__GIVEN TASK__. Can you render the material below as a JSON list of strings, one string per line and no blank lines, covering only the lines from the one with "Practice step: locate the hazy sky in the photo above" to the one with "x=279, y=63", both included?
═════ RECORDED INFORMATION
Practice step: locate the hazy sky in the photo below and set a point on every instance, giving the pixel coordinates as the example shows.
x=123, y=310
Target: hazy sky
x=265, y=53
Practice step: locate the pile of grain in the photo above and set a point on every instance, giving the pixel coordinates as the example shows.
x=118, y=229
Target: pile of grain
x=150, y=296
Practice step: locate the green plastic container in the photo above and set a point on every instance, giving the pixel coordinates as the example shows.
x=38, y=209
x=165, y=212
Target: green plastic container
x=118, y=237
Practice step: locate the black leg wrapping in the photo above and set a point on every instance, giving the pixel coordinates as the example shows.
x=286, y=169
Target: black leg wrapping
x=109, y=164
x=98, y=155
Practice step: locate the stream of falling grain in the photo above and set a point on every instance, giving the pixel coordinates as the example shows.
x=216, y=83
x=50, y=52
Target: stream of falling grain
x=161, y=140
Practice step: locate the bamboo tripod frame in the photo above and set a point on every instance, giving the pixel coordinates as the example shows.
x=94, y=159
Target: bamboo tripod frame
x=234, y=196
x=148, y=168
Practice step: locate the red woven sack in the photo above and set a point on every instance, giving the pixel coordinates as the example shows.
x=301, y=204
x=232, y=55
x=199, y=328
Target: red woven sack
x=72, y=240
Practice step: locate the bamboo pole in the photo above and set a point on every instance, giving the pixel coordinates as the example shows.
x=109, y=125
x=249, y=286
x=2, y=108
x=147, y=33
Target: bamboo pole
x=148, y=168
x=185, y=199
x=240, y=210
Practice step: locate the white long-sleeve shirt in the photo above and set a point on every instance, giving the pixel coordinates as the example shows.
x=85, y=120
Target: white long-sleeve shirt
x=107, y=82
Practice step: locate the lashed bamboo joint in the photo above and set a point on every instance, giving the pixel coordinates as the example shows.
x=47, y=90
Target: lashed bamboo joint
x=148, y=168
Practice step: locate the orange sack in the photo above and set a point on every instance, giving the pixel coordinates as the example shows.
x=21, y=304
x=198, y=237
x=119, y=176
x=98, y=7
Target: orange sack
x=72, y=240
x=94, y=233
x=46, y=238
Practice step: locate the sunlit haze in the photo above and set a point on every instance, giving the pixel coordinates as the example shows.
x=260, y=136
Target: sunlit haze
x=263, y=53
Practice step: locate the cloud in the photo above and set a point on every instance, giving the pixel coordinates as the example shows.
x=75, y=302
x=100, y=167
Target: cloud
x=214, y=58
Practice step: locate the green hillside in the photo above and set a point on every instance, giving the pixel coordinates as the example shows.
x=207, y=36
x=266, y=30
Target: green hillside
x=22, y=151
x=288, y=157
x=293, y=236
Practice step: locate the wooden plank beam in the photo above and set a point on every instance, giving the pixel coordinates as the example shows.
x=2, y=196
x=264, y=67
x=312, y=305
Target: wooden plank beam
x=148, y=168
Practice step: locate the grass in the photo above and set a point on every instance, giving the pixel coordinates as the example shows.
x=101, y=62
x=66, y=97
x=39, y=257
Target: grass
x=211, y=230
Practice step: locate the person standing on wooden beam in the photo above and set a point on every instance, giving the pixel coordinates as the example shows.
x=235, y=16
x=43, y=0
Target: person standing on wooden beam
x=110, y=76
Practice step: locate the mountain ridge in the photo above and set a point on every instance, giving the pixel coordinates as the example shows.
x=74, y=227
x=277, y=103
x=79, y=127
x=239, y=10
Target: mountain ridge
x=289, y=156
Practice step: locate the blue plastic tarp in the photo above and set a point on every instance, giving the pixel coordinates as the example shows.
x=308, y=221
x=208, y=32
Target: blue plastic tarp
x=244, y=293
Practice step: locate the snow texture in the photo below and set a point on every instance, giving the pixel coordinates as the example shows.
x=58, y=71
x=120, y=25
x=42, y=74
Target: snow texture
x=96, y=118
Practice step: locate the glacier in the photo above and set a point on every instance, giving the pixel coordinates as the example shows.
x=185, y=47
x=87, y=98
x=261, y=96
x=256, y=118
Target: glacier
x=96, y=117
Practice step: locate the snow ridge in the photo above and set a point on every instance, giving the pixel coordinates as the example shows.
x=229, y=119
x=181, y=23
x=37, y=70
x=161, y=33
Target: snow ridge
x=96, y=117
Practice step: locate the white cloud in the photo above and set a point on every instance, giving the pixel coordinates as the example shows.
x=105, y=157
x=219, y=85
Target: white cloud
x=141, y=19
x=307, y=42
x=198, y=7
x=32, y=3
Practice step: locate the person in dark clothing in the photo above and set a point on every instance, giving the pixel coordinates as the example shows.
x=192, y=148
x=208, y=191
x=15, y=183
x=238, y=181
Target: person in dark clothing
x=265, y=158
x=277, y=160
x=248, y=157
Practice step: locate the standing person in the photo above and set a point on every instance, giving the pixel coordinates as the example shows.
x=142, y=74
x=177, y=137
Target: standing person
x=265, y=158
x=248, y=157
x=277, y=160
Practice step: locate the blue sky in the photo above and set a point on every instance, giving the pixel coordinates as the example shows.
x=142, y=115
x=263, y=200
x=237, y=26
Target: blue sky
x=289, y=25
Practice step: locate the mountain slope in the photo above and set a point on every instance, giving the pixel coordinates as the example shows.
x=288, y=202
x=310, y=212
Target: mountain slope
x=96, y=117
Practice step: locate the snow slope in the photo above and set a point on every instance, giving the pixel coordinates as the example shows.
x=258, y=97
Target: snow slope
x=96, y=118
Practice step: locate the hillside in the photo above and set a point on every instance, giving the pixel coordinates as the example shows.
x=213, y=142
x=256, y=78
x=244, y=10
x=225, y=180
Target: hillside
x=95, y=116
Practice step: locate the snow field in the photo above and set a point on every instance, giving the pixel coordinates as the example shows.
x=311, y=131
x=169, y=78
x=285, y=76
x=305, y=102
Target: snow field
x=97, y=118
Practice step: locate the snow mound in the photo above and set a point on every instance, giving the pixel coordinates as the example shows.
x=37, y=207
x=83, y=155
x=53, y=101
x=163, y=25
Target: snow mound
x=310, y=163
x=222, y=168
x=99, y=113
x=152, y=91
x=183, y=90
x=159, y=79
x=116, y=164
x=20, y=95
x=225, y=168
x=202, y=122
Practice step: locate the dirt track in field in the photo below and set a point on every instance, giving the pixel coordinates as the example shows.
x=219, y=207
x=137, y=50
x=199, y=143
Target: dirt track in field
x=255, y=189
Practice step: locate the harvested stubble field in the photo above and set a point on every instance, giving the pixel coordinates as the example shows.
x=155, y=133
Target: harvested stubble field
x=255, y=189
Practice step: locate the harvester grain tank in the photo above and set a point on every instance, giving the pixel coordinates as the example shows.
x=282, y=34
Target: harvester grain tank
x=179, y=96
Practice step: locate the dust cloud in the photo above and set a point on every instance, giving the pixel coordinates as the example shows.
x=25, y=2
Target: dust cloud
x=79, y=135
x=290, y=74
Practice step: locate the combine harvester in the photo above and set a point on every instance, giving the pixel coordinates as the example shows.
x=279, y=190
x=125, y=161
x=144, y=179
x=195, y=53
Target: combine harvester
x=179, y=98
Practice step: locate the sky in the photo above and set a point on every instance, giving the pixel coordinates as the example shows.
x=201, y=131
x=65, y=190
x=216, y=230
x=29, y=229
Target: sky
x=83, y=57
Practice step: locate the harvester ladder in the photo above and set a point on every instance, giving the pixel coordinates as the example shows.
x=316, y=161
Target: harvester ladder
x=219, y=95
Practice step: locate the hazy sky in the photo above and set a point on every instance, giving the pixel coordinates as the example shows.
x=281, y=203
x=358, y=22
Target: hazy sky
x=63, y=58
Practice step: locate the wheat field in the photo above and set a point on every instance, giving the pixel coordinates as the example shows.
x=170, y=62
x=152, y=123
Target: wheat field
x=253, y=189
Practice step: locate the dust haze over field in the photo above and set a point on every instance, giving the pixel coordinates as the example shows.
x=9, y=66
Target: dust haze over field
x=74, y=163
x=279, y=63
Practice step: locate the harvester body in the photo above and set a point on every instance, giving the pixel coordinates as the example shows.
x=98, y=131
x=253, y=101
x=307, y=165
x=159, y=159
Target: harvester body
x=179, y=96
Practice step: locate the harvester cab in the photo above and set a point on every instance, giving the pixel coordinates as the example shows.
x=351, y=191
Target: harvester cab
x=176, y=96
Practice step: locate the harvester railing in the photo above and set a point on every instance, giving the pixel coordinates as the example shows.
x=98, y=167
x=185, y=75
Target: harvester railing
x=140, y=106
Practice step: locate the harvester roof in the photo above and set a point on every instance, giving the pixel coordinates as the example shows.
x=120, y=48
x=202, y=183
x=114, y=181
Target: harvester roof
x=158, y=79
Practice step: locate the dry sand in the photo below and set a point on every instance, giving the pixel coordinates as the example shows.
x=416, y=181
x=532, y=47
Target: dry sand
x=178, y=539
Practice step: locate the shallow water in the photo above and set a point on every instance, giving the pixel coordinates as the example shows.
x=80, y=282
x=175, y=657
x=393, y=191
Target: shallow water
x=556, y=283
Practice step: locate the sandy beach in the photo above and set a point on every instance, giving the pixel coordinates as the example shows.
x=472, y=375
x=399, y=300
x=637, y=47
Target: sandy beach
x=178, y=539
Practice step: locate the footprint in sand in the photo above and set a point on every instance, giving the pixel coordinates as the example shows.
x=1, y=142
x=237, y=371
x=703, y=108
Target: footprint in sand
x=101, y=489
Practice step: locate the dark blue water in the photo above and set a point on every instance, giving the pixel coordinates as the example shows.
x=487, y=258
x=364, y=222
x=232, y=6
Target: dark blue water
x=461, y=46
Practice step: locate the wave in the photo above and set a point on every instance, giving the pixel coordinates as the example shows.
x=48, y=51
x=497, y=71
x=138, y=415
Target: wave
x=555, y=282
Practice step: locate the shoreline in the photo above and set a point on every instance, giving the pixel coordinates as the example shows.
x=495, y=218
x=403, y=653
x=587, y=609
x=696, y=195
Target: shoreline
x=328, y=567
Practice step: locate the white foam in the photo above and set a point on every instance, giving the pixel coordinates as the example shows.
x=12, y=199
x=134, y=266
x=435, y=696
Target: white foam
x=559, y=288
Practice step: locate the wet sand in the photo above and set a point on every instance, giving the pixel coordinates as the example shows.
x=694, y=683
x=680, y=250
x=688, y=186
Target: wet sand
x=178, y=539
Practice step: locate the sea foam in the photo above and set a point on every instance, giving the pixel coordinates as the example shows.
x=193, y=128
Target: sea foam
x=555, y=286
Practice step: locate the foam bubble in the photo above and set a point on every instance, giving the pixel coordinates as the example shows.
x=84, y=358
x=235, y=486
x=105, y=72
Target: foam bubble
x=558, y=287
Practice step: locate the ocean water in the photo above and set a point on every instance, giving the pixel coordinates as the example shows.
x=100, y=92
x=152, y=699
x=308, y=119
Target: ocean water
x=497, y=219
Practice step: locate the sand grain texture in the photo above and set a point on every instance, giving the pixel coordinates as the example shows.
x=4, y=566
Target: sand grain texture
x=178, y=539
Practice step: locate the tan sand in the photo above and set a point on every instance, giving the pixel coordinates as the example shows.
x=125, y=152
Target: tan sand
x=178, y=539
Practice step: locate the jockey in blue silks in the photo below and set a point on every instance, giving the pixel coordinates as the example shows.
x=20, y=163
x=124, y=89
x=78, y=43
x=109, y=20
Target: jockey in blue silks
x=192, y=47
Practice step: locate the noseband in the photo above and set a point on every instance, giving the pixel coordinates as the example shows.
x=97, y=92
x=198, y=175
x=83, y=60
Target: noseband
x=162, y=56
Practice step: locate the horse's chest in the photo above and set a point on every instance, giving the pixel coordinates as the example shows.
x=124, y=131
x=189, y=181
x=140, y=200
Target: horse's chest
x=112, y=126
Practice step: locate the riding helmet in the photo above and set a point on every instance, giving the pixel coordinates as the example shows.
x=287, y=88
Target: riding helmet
══════════
__TASK SOLUTION__.
[
  "Practice step: locate the hazy sky in the photo above and set a point on every instance, giving the pixel coordinates as the example shows.",
  "x=281, y=203",
  "x=358, y=22",
  "Target: hazy sky",
  "x=63, y=58",
  "Practice step: locate the wheat field in the photo above and set a point on every instance, giving the pixel coordinates as the example shows.",
  "x=170, y=62",
  "x=152, y=123",
  "Target: wheat field",
  "x=253, y=189",
  "Practice step: locate the dust haze over field in the photo above and set a point on every instance, giving the pixel coordinates as the example shows.",
  "x=9, y=66",
  "Target: dust haze over field",
  "x=74, y=163",
  "x=279, y=63"
]